What is required: Please give the data again in full, exactly as provided.

[Entries taken from a collection]
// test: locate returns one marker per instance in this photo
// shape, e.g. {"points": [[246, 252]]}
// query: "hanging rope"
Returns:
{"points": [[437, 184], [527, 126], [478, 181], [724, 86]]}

Task response:
// test: locate returns one marker per instance in this photo
// shape, e.g. {"points": [[246, 252]]}
// query: "hanging rope"
Returns:
{"points": [[437, 184], [527, 126], [478, 181], [724, 86]]}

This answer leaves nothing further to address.